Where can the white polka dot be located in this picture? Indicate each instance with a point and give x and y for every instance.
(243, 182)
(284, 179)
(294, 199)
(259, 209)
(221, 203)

* [Problem description]: Transcribe the records above verbatim, reproducing every line without any alteration.

* [Solution to the exercise]:
Where can the white polka dot be located in this picture? Indicate each instance with a point and give x and y for every instance.
(243, 182)
(284, 179)
(294, 199)
(259, 209)
(221, 203)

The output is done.